----- TEXT BLOCK -----

Chief Minister Mamata Banerjee on Monday accepted an unusual demand to live stream her meeting with representatives from Bengal’s medical colleges after the striking junior doctors made this a pre-condition to meet the chief minister at the state secretariat.
The meeting was to take place at 3 pm but started a little late due to the back-and-forth over the live telecast pre-condition. The agitation over a doctor’s assault in Kolkata has spread beyond Bengal to nearly 17 states.
At the meeting, Mamata accepted several suggestions made by the young doctors including a grievance cell in all government hospitals where patients, who were not satisfied with the doctors, could complain. Banerjee also underlined that it wasn’t that her government had less than a zero tolerance policy towards attacks on doctors.
“No government wants to have an incident like that. Things like this happens spontaneously, just like police vehicles are burnt. We don’t want that and we don’t want you to get hurt,” she told the doctors during the interaction.
She also accepted the demand to control access to emergency wards of hospitals and installing panic buttons for doctors that could be used to alert the local police station about a potential threat.
Banerjee, who asked Kolkata’s top police officer to respond to criticism that policemen at NRS hospital did not come to the rescue of the doctor who was beaten by a patient’s relatives, also ordered that the police would appoint nodal officers for hospitals for security of doctors.
The meeting was held after protests, which began on Monday last after at least three junior doctors were beaten up by family members of a patient who died in the state-run NRS Medical College, has paralysed operations of outpatient departments (OPDs) and spilled over to other parts of the country, including the national capital of New Delhi.
At their meeting, the doctors are expected to seek better infrastructure at state-run hospitals, better security and the arrest of the attackers at NRS Hospital during the meeting.

----- MATERIAL PROVIDED -----

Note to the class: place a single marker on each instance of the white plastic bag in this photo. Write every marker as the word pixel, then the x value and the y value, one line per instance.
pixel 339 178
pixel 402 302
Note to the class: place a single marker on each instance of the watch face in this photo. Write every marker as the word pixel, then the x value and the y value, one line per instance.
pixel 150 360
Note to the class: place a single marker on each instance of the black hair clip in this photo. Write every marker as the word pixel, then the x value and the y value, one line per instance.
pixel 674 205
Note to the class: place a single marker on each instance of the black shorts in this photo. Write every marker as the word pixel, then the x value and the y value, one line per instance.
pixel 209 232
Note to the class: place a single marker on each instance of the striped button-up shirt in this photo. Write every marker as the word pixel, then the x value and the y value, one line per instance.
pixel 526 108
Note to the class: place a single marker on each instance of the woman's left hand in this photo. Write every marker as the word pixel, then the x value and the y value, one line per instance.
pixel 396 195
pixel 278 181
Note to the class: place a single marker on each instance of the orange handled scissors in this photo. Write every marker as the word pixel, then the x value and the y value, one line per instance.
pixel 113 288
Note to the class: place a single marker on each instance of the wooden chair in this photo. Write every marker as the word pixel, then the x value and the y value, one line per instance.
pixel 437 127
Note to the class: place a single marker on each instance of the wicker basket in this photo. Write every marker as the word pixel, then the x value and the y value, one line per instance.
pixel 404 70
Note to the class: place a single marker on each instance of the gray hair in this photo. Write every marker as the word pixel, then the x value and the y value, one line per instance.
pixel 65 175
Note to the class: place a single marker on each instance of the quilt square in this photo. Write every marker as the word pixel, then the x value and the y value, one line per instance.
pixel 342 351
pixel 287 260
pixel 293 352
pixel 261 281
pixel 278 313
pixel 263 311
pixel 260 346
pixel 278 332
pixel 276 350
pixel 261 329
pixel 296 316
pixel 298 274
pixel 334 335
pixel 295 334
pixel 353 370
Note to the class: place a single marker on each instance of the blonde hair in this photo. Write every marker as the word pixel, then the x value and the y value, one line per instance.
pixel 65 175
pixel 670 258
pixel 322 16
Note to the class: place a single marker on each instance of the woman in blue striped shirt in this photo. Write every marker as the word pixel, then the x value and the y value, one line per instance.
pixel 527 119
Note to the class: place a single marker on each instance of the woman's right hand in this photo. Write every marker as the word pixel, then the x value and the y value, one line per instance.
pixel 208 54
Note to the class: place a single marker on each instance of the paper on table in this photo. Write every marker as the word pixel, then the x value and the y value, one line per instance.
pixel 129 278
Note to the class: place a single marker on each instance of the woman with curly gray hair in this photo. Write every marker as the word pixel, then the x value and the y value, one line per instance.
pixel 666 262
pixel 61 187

-----

[EXERCISES]
A. Please answer these from the article on the doctors' strike in Bengal:
(i) At what time was the meeting scheduled to take place?
(ii) Whom would the panic buttons for doctors alert?
(iii) At which hospital did the protests begin after junior doctors were beaten up?
B. Write the next part of the article on the doctors' strike in Bengal, picking up after its final sentence.

[EXPECTED RESPONSES]
A.
(i) 3 pm
(ii) The local police station
(iii) The state-run NRS Medical College

B.
Mamata Banerjee had last week admonished the young doctors when she first turned up at a protest by doctors at the hospital and threatened to have them evicted from their hostels if they did not call off their agitation and get back to treating patients. Mamata Banerjee’s outburst, widely seen as a self-goal, was blamed for the agitators hardening their stance and united government doctors across the country.
Thousands of doctors skipped work on Monday protesting against unsafe conditions at work after three of their colleagues were assaulted in West Bengal last week, paralysing health facilities across the country. The strike was called by the Indian Medical Association (IMA).
Doctors of state-run medical colleges and hospitals in West Bengal are already protesting since last week.
Health care services continue to remain affected in the emergency wards, outdoor facilities and pathological units of many state-run hospitals and private medical facilities in West Bengal on Monday, the seventh day of the strike.
The top medical body said all non-essential services, including outdoor patient department (OPD) services, will be withdrawn for 24 hours from 6 am on Monday to 6 am on Tuesday. Emergency and casualty services will continue to function, it said.
Doctors at All India Institute of Medical Sciences (AIIMS) in New Delhi took out a protest march on Monday and are on strike from Monday noon till 6 am on Tuesday. Emergency services including casualty, ICU and labour room will function as usual.
“We once again urge the West Bengal administration to fulfil the demands of the striking doctors and resolve the matter amicably at the earliest in the best interest of the general public,” the AIIMS Resident Doctors Association (RDA) said in a statement.
It said a meeting of its general body will be held at 6 pm to decide the further course of action.
Doctors in several other states like Gujarat, Rajasthan and Tripura are also striking.
IMA had launched a four-day nationwide protest from Friday and wrote to union home minister Amit Shah demanding a central law to check violence against healthcare workers.
Its announcement for a strike on Sunday came a day after Union health minister Harsh Vardhan asked states to consider enacting specific legislation for protecting doctors and medical professionals from any form of violence.